- [Point labeling examples]:
● ● ● ● ●

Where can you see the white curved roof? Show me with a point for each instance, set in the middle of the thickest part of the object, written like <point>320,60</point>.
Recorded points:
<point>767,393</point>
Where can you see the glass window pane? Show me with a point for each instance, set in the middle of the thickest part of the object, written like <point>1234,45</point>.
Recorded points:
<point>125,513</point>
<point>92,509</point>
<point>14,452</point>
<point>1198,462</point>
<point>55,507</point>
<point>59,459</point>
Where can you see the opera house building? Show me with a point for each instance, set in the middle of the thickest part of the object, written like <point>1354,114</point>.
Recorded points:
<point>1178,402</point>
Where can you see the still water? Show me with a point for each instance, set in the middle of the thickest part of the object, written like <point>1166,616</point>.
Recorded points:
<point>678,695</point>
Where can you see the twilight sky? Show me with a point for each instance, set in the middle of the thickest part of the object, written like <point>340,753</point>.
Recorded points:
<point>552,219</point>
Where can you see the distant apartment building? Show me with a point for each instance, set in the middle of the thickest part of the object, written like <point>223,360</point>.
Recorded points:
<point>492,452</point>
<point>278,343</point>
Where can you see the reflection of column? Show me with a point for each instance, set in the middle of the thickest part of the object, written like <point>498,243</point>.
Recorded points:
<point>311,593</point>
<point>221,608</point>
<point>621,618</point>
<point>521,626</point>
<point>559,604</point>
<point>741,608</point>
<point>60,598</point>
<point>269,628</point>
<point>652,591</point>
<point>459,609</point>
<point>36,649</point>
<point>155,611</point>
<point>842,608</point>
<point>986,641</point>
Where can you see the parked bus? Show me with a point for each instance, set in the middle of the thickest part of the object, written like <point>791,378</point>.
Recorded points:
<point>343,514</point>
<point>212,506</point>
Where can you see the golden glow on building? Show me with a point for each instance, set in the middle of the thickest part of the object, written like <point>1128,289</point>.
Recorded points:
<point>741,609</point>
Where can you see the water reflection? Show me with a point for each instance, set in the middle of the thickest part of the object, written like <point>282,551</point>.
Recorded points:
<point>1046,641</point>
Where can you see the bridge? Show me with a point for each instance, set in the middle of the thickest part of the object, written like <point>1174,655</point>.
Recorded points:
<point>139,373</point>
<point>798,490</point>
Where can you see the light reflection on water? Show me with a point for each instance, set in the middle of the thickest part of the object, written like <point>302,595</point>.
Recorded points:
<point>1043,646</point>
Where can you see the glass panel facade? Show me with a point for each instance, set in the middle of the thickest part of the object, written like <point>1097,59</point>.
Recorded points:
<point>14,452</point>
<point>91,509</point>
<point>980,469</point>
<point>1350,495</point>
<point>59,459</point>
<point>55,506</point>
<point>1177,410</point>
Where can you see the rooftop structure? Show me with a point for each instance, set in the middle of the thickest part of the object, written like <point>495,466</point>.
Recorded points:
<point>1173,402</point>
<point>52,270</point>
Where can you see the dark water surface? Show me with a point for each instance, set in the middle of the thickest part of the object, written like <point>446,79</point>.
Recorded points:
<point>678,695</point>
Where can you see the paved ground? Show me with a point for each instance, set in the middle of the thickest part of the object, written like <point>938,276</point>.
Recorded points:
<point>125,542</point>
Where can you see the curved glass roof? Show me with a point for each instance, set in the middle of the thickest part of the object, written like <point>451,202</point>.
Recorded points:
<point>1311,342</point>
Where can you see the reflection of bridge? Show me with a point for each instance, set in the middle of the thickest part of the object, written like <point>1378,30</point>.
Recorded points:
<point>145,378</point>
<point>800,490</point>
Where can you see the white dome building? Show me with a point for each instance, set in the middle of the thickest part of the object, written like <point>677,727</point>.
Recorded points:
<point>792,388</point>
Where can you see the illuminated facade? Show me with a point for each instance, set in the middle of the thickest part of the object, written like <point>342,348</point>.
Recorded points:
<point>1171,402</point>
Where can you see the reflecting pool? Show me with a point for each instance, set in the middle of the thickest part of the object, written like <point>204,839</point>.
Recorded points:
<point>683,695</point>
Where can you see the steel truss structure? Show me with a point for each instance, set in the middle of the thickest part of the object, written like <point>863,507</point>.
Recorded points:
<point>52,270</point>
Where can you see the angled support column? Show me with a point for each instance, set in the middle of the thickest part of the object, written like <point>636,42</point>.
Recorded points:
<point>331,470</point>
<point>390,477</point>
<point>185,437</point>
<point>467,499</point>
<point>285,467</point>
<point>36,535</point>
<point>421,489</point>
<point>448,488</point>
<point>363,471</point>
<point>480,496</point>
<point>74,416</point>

● ● ● ● ●

- [DIRECTIVE]:
Send back each record exactly as it stands.

- [SOLUTION FOR THIS EXERCISE]:
Where can you see the white curved roof? Show me with a point for each instance, set in the middle of the thickest part of the object, written like <point>320,60</point>.
Recorded points:
<point>767,393</point>
Where can you see the glass window pane? Show me with a point for each instance, set in the middle of the thickest part of the object, written like <point>1234,45</point>.
Recorded points:
<point>125,513</point>
<point>92,509</point>
<point>14,452</point>
<point>1198,462</point>
<point>55,507</point>
<point>59,459</point>
Where can you see the opera house building? Show me with a point for each instance, set in the middle of the thickest part of the object, written like <point>1354,114</point>.
Recorded points:
<point>1178,402</point>
Where can you see the still water? Show me with a point for each instance, set in the middle of the thickest part of the object, written like <point>1166,616</point>.
Recorded points:
<point>678,695</point>
Where can you see the twilight sky? Show me with a point for each instance, set in the middle of the thickest part of the object, written like <point>340,753</point>.
Recorded points:
<point>552,219</point>
Where can you see the distant apartment building? Show me with a point for each instance, set in the middle of the thickest part of the object, written like <point>223,360</point>.
Recorded points:
<point>492,452</point>
<point>278,343</point>
Where can you see the reflection of column? Show me with a point for each instance, set in the middle of the thickest part of the object, written like <point>498,243</point>.
Recorded points:
<point>311,593</point>
<point>221,608</point>
<point>621,618</point>
<point>521,626</point>
<point>559,604</point>
<point>741,608</point>
<point>60,598</point>
<point>269,628</point>
<point>652,591</point>
<point>459,609</point>
<point>36,649</point>
<point>155,611</point>
<point>842,608</point>
<point>986,641</point>
Where can you see the parked bus? Show me with a point for each instance, set in the middle of the thickest part of the object, written like <point>791,378</point>.
Recorded points:
<point>343,514</point>
<point>212,506</point>
Where can you see the golden glow on building? Show me with a point for each instance, set in the middle of the thickest part of the object, written like <point>1128,289</point>.
Recorded points:
<point>741,609</point>
Where can you see the water reflection? Show me with a point for each instance, set in the middle of the thickest part of the object, written like <point>282,551</point>.
Recorded points:
<point>1046,641</point>
Where can you see the bridge? Show me with a point for each instance, set in the middle of the thickest part of the object, written like <point>1174,655</point>.
Recorded points:
<point>139,373</point>
<point>798,490</point>
Where can you see the light reflection on water? Show me with a point for each instance, set in the middle of the thickest part of the object, written like <point>302,595</point>.
Recorded points:
<point>1043,646</point>
Where can you see the glass panel facade? Show me with a point for each instance, set in the middle of the thickest part of the object, written like <point>1097,59</point>.
Recorded points:
<point>14,452</point>
<point>91,509</point>
<point>980,469</point>
<point>1350,495</point>
<point>59,459</point>
<point>55,506</point>
<point>1177,410</point>
Where can you see the rooftop structure? Show me with a point for each instance, set in the middle of the thickest part of the object, written like <point>495,466</point>.
Recorded points:
<point>1173,402</point>
<point>52,270</point>
Where can you see the dark water surface? Show me with a point for each instance, set in the middle of the thickest part of the object, written like <point>446,79</point>.
Recorded points:
<point>678,695</point>
Where can you see the paved ground? Show me with a point for each instance, set in the middle of the thickest part of the object, written like <point>938,276</point>.
Recorded points:
<point>125,542</point>
Where can you see the curved glass roof? Show me with a point for each instance, set in the middle of the thickest part of the object, written like <point>451,202</point>.
Recorded points:
<point>1311,342</point>
Where can you see the reflection of bridge? Show me with a point for each instance, set in the middle of the thickest part of the object, written like <point>1378,30</point>.
Recorded points:
<point>145,378</point>
<point>800,490</point>
Where can you see the white dome building? Show me with a point for each instance, set in the middle of the thickest part of the object, written like <point>677,727</point>.
Recorded points:
<point>792,388</point>
Where can you see the illuminated facade? Show me with a point for each instance, set in the middle of the thickest part of the object, written like <point>342,348</point>.
Recorded points:
<point>1171,402</point>
Where can you see the reflecting pool? Show me with a point for each instance, set in the middle of the thickest part of the object, written like <point>204,839</point>.
Recorded points:
<point>683,695</point>
Where can you see the steel truss structure? Show me with a point for each instance, set in the middle of the thickest part of the object, written like <point>863,507</point>.
Recorded points:
<point>52,270</point>
Where can you see the angled support column? Show me with a point for each instance, set in the middle of the thickest part of the object, written like <point>636,42</point>.
Recorded points:
<point>331,470</point>
<point>390,477</point>
<point>185,437</point>
<point>467,499</point>
<point>285,467</point>
<point>36,535</point>
<point>421,489</point>
<point>448,488</point>
<point>363,471</point>
<point>480,496</point>
<point>74,416</point>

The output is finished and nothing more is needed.